● Texto dado
◆ ◆ ◆ ◆ ◆ ◆ ◆

Uno de los pedidos es el acceso a la educación. Los talibanes afirman a la prensa internacional que no se prohibirá la educación de niñas, pero de ser así ¿de qué tipo de educación se trataría? ¿cómo podrán creer en la palabra de un hombre que las asesina sin piedad por no llevar los pies cubiertos? ¿En qué plano queda la educación en medio de una guerra de esta magnitud, en medio de la pobreza?
Para conseguir al menos un ápice de compresión en lo que respecta a la realidad de las niñas en Afganistán, consta una película que en el 2008 ha sido ovacionada en todos los festivales de cine alrededor del mundo: Buda explotó por vergüenza. La directora es la iraní Hana Makhmalbaf, quien por entonces (en el 2007) sólo tenía 18 años. El rodaje se realizó en un pueblo de Bamiyan, Afganistán, lugar en donde se desarrolla el argumento del film.

◆ ◆ ◆ ◆ ◆ ◆ ◆

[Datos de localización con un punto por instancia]
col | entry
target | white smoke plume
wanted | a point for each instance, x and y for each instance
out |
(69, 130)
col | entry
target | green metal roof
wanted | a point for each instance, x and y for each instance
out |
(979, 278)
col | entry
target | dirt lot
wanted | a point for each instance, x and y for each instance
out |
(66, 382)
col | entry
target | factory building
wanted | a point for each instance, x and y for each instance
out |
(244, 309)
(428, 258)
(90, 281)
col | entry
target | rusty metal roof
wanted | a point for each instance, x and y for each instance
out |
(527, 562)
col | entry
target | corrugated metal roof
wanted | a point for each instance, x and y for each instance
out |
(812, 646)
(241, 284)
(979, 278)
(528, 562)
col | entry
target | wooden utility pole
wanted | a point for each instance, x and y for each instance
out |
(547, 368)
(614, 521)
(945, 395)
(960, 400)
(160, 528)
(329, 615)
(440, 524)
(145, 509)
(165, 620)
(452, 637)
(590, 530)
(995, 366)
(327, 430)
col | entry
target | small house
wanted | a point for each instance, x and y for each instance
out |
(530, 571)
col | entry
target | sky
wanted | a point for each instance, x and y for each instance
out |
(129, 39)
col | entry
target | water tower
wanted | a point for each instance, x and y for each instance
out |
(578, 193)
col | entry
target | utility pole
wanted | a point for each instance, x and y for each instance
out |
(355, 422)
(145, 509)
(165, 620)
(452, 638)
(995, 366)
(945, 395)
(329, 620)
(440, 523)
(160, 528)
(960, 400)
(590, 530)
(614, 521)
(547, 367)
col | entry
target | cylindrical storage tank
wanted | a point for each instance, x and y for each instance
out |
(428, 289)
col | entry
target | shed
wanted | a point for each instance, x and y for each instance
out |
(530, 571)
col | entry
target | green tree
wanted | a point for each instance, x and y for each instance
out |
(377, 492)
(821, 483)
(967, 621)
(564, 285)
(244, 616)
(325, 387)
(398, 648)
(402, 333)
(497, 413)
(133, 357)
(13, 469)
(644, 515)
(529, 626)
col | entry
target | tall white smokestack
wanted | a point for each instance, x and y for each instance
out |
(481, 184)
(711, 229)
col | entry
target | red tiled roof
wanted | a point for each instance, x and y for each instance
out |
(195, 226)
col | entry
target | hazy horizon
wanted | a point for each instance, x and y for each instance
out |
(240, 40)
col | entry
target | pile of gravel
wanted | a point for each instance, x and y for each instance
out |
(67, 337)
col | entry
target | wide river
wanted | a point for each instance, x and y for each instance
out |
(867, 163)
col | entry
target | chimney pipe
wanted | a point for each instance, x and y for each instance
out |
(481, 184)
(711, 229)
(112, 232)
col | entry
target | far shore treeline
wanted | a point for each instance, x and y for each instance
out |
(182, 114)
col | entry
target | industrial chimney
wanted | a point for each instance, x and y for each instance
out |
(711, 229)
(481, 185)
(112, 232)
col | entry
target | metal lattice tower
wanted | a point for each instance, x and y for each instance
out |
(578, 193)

◆ ◆ ◆ ◆ ◆ ◆ ◆

● Instrucciones de la tarea
Reescribe el fragmento del texto sobre las niñas en Afganistán que empieza con las palabras que contienen "Uno de los pedidos" y termina con "de la pobreza?", y cambia "piedad" por "compasión". El listado procede de una fuente distinta a la del texto.

● Respuesta
Uno de los pedidos es el acceso a la educación. Los talibanes afirman a la prensa internacional que no se prohibirá la educación de niñas, pero de ser así ¿de qué tipo de educación se trataría? ¿cómo podrán creer en la palabra de un hombre que las asesina sin compasión por no llevar los pies cubiertos? ¿En qué plano queda la educación en medio de una guerra de esta magnitud, en medio de la pobreza?